======== Отрывок для чтения ========

Действительно, рассмотрим, например, совершенный силлогизм: если А приписывается всем Б, а Б – всем В, то А необходимо приписывается всем В («Каждое двуногое существо (Б) есть живое существо (А), каждый человек (В) есть двуногое существо (Б), следовательно, каждый человек (В) есть живое существо (А)»). Знания «существа, имеющие две ноги, – живые» и «люди имеют две ноги» получены, конечно, опытным путем. На их основе (при обобщении и выражении в канонической форме «А есть В») были получены знания «(Б) есть (А)» и «(В) есть (Б)». Знание же «(В) есть (А)» усматривается или, как говорит Аристотель, следует с необходимостью из знаний «(Б) есть (А)» и «(В) есть (Б)». На самом деле никакой необходимости здесь нет, зато есть определенная конструкция силлогизма и правило. Но они построены так, чтобы не возникали противоречия и сохранялись эмпирические знания «(Б) есть (А)» и «(В) есть (Б)», полученные в реальном опыте. Следовательно, и силлогизм, и другие правила мышления строились так, чтобы сохранить основные практические и опытные достижения человека и в то же время сделать возможным рассуждение (усмотрение в выражениях типа «А есть В» новых знаний). В рассуждении человек оперирует со знаниями и, если следует правилам мышления, не получает противоречий. Другими словами, правила, сформулированные Аристотелем, таким образом связали коммуникативную и оперативную составляющие выражений «А есть В», что противоречия и другие затруднения в мышлении становились невозможными.
Построение Аристотелем правил мышления («Аналитики», «Топика», «О софистических опровержениях») и обоснование этих правил и начал («Метафизика») имело колоссальные последствия для всего дальнейшего развития человеческого интеллекта. Человек получил возможность создавать знания о действительности (т. е. выражения типа «А есть В»), не обращаясь непосредственно к ней самой. Правила мышления позволяли включать в рассуждение одни знания (ранее доказанные или эмпирические, или же априорно верные – начала) и получать на их основе другие знания (как уже известные, так и новые). При этом новые знания не приводили к противоречиям и их не нужно было оправдывать опытным путем.
Начиная с этого периода, формируются и собственно научное мышление, и отдельные науки. Происходит распространение новых правил и представлений о мышлении на полученные ранее опытные (эмпирические) знания (переосмысленные знания шумеро-вавилонской математики, геометрические знания ранней античной науки и т. д.).
Последнее соображение касается соотношения мышления и семиотического производства. Правила и действительность так и устанавливались (создавались), чтобы согласовать эти два типа практики. В отличие от простых, неконтролируемых рассуждений и доказательств, в мышлении получаются такие знания, которые не только не противоречат знаниям, уже полученным в семиотическом производстве, но и без проблем могут быть в него введены, если в семиотическом производстве нет подобных знаний. Например, в «Началах» Эвклида были построены и доказаны не только геометрические и арифметические знания, полученные (но, правда, иначе) ранее в шумеро-вавилонском семиотическом производстве (1-я и 2-я книги «Начал»), но и неизмеримо больше истинных геометрических и арифметических знаний, неизвестных вавилонским и египетским жрецам и писцам. С формированием мышления семиотическое производство становится одним из источников мышления: в нем создаются знания, которые в определенных условиях стимулируют развитие мышления и используются в нем, но в дальнейшем специализированные виды мышления полностью обособляются от семиотического производства и с лихвой возвращают ему свой «долг».

======== Извлечённые данные ========

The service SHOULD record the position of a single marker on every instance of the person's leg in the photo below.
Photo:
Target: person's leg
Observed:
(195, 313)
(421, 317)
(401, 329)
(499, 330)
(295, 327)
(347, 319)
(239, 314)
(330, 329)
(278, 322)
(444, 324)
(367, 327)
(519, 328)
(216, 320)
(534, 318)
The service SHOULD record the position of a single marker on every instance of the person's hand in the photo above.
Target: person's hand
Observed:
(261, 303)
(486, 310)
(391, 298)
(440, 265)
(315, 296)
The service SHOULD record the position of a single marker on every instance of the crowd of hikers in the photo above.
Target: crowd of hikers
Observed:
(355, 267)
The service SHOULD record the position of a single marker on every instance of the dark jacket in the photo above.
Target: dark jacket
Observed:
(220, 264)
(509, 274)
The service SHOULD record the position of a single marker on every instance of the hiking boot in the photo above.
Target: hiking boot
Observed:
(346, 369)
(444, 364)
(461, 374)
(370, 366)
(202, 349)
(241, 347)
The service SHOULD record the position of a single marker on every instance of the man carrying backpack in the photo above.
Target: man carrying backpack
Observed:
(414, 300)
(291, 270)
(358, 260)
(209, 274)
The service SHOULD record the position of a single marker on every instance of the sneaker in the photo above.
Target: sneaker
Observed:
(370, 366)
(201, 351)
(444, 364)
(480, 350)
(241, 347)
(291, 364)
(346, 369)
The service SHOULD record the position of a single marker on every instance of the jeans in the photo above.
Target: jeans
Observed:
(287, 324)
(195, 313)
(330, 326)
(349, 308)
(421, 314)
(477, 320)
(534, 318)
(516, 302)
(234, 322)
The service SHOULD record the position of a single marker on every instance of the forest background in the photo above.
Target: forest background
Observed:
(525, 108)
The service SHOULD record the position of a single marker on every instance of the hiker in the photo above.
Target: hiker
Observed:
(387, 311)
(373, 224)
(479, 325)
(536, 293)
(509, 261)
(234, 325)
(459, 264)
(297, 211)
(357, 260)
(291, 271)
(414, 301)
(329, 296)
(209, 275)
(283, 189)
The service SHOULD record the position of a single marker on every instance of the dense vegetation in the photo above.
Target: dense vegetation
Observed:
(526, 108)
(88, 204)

========

■ Задания:
• A. Процитируйте из отрывка о правилах мышления Аристотеля фрагмент, который начинается со слов «Построение Аристотелем правил» и заканчивается словами «оправдывать опытным путем.».
• B. Перепечатайте без изменений часть списка от строки со словами «vegetation in the photo above.» до конца списка, включая обе границы.

■ Ответы к заданиям:
• A.
Построение Аристотелем правил мышления («Аналитики», «Топика», «О софистических опровержениях») и обоснование этих правил и начал («Метафизика») имело колоссальные последствия для всего дальнейшего развития человеческого интеллекта. Человек получил возможность создавать знания о действительности (т. е. выражения типа «А есть В»), не обращаясь непосредственно к ней самой. Правила мышления позволяли включать в рассуждение одни знания (ранее доказанные или эмпирические, или же априорно верные – начала) и получать на их основе другие знания (как уже известные, так и новые). При этом новые знания не приводили к противоречиям и их не нужно было оправдывать опытным путем.

• B.
The service SHOULD record the position of a single marker on every instance of the dense vegetation in the photo above.
Target: dense vegetation
Observed:
(526, 108)
(88, 204)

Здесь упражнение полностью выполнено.